07/05/2026
There is a peculiar constitutional theatre that unfolds daily in South Africa.
A citizen walks into a police station carrying fear, violation, urgency — perhaps blood still drying on a shirt, perhaps the smell of alcohol on the breath after surviving an assault at a tavern, perhaps only panic and fragmented words after a traumatic event.
And somewhere between the charge office counter and the docket shelf, citizenship itself becomes negotiable.
“No vehicle available.”
“Come back tomorrow.”
“You are drunk.”
“It’s a domestic matter.”
“Open a case first.”
“Wait for the investigating officer.”
Sometimes the complaint enters the Occurrence Book but never reaches prosecutorial life. Sometimes the docket enters administrative purgatory. Sometimes justice is delayed until death makes the matter socially inconvenient to ignore.
Then communities say:
> “The police only act when someone dies.”
But there is another sentence South Africans say with equal conviction:
> “You will say the police do not work until they knock on your door.”
And therein lies the jurisprudential paradox of the postcolony.
The same institution accused of absence is also the institution summoned in crisis.
The same state that communities distrust is the same state they still expect to rescue them from violence.
This contradiction is not irrational. It is the anatomy of a wounded constitutional democracy.
As an Indigenous Health Knowledge Systems (IHKS) scientist-clinician, I often observe how institutional trust behaves similarly to health itself. A body can be chronically inflamed and still remain alive. A patient may criticise a hospital system while still depending on it for survival. Likewise, citizens may condemn policing structures while still recognising the catastrophic vacuum that emerges in the total absence of lawful authority.
Decolonial scholarship teaches us that state institutions in the Global South are not experienced uniformly.
Law does not arrive equally.
Protection does not arrive equally.
Dignity does not arrive equally.
For some South Africans, a police station is a gateway to remedy.
For others, it is a site of procedural humiliation.
And yet we must also resist the intellectual laziness of reducing all police officers into caricatures of incompetence or brutality. Many operate within impossible ecologies:
- under-resourcing,
- psychological trauma,
- violent environments,
- administrative overload,
- forensic collapse,
- staff shortages,
- political interference,
- and communities that simultaneously fear and resent them.
This does not excuse misconduct.
But serious jurisprudence demands structural analysis beyond outrage.
The deeper crisis is not merely crime.
It is legitimacy.
The moment citizens begin believing that:
- rights end at the police station gate,
- reporting crime is futile,
- only politically connected people receive justice,
- or the dead receive more procedural attention than the living,
- the constitutional order begins haemorrhaging moral authority.
Then vigilantism emerges.
Then parallel systems emerge.
Then private security replaces public trust.
Then violence becomes conversational.
And perhaps that is the uncomfortable warning hidden inside the phrase:
> “You will only say the police do not work until they knock on your door.”
Because what South Africans may actually fear is not simply ineffective policing.
It is the possibility of no policing at all.
A society where citizens no longer believe the state can hear them before the obituary is written.

» WORK ORDER 1
In the essay on policing in South Africa, reproduce everything from "As an Indigenous" down to "not experienced uniformly.".
» WORK ORDER 2
List each of the quoted one-line replies that the essay on policing in South Africa gives, one after another, right after describing the space between the charge office counter and the docket shelf.

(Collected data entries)

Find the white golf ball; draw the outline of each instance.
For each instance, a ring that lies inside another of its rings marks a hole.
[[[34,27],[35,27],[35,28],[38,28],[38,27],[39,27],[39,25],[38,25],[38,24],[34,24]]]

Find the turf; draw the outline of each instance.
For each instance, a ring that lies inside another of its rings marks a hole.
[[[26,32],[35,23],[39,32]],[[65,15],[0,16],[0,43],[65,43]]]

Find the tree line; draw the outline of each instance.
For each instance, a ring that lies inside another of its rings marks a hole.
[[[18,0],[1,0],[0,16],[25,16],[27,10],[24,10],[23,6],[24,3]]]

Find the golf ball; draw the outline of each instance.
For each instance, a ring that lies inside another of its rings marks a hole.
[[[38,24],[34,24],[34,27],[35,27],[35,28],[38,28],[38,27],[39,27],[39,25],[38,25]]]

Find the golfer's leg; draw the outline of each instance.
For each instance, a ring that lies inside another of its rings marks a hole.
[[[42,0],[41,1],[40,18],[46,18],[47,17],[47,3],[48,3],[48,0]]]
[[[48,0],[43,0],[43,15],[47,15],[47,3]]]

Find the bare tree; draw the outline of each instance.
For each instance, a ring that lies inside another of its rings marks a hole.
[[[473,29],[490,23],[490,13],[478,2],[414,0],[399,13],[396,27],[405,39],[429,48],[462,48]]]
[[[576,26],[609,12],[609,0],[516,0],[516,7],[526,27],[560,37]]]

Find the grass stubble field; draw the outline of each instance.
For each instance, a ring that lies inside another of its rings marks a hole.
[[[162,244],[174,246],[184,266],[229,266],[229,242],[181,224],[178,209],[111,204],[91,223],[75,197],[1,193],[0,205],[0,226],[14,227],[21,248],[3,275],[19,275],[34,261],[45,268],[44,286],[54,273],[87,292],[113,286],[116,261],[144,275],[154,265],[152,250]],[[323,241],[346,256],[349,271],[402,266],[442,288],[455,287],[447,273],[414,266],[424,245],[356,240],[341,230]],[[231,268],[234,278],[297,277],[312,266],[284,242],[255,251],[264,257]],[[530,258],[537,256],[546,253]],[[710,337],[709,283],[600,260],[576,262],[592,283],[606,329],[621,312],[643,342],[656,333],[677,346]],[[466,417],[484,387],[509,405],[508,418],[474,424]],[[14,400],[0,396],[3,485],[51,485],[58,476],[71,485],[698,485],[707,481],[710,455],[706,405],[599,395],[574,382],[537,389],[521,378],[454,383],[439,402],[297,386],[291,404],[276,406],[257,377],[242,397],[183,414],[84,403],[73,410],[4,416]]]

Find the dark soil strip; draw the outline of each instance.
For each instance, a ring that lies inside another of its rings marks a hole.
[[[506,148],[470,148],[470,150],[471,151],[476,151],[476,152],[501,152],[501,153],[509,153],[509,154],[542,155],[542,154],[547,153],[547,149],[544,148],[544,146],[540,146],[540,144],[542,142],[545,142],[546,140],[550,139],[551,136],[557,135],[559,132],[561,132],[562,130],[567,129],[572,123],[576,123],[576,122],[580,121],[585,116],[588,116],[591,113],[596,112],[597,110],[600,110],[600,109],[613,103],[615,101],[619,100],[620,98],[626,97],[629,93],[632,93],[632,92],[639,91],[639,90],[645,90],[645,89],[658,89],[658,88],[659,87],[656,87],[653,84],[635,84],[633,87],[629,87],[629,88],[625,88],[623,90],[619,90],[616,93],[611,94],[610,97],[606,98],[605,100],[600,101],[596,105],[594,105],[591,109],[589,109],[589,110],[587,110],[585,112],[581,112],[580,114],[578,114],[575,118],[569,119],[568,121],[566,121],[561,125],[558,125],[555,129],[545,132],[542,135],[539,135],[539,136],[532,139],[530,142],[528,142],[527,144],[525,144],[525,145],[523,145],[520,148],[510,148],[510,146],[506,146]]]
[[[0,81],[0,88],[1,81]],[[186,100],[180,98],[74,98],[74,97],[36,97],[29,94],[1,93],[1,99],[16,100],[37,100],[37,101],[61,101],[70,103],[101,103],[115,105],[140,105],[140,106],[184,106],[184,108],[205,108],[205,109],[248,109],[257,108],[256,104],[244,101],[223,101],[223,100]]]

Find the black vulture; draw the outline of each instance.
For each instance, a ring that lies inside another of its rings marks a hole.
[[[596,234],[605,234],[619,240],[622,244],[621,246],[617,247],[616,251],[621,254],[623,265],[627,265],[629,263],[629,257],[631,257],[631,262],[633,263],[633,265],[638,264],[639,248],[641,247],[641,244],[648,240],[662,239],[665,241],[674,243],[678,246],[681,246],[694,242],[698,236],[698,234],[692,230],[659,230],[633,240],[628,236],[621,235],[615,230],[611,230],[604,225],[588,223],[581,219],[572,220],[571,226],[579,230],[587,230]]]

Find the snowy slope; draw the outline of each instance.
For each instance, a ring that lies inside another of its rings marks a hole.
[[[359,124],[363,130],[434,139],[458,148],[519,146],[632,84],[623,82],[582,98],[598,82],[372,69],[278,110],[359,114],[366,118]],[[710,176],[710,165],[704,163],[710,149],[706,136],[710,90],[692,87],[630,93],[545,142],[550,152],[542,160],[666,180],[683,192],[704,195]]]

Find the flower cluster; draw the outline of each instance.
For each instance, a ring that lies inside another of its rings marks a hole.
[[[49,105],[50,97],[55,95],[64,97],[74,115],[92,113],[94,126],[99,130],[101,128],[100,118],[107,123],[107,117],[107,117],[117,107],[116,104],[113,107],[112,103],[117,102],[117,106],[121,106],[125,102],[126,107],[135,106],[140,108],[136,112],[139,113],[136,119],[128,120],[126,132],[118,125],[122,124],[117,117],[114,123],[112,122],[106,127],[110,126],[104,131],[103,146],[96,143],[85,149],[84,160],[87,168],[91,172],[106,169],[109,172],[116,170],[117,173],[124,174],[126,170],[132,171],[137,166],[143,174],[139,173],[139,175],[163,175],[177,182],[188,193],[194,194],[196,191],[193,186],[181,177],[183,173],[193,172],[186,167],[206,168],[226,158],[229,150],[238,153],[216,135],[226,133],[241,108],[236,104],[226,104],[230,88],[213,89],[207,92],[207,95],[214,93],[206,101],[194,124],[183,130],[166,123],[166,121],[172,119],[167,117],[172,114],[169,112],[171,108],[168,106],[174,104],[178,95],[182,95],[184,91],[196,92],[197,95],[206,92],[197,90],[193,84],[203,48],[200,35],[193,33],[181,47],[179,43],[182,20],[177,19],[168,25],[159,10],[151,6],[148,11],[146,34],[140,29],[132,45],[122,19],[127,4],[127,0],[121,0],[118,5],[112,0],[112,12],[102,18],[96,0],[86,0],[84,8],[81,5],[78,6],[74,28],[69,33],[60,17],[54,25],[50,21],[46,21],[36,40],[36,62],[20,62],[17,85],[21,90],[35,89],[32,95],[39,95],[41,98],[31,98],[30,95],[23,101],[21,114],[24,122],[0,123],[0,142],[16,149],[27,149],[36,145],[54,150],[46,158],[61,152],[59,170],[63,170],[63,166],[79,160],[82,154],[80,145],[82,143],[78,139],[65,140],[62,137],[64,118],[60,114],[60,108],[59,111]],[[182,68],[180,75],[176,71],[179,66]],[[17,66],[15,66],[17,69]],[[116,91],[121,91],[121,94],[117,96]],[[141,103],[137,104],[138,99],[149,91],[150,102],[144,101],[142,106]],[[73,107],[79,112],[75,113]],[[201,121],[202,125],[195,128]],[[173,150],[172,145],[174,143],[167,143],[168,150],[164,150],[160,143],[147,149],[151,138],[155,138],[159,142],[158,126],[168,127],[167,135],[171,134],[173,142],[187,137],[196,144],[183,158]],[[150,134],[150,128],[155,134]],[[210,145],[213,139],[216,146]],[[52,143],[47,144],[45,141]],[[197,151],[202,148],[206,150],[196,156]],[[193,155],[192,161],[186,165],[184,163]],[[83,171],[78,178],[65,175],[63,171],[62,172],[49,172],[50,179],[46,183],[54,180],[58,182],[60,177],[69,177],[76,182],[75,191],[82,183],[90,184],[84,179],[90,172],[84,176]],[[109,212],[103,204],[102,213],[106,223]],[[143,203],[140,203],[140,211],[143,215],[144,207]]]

» WRITTEN SOLUTION 1
As an Indigenous Health Knowledge Systems (IHKS) scientist-clinician, I often observe how institutional trust behaves similarly to health itself. A body can be chronically inflamed and still remain alive. A patient may criticise a hospital system while still depending on it for survival. Likewise, citizens may condemn policing structures while still recognising the catastrophic vacuum that emerges in the total absence of lawful authority.
Decolonial scholarship teaches us that state institutions in the Global South are not experienced uniformly.

» WRITTEN SOLUTION 2
“No vehicle available.”
“Come back tomorrow.”
“You are drunk.”
“It’s a domestic matter.”
“Open a case first.”
“Wait for the investigating officer.”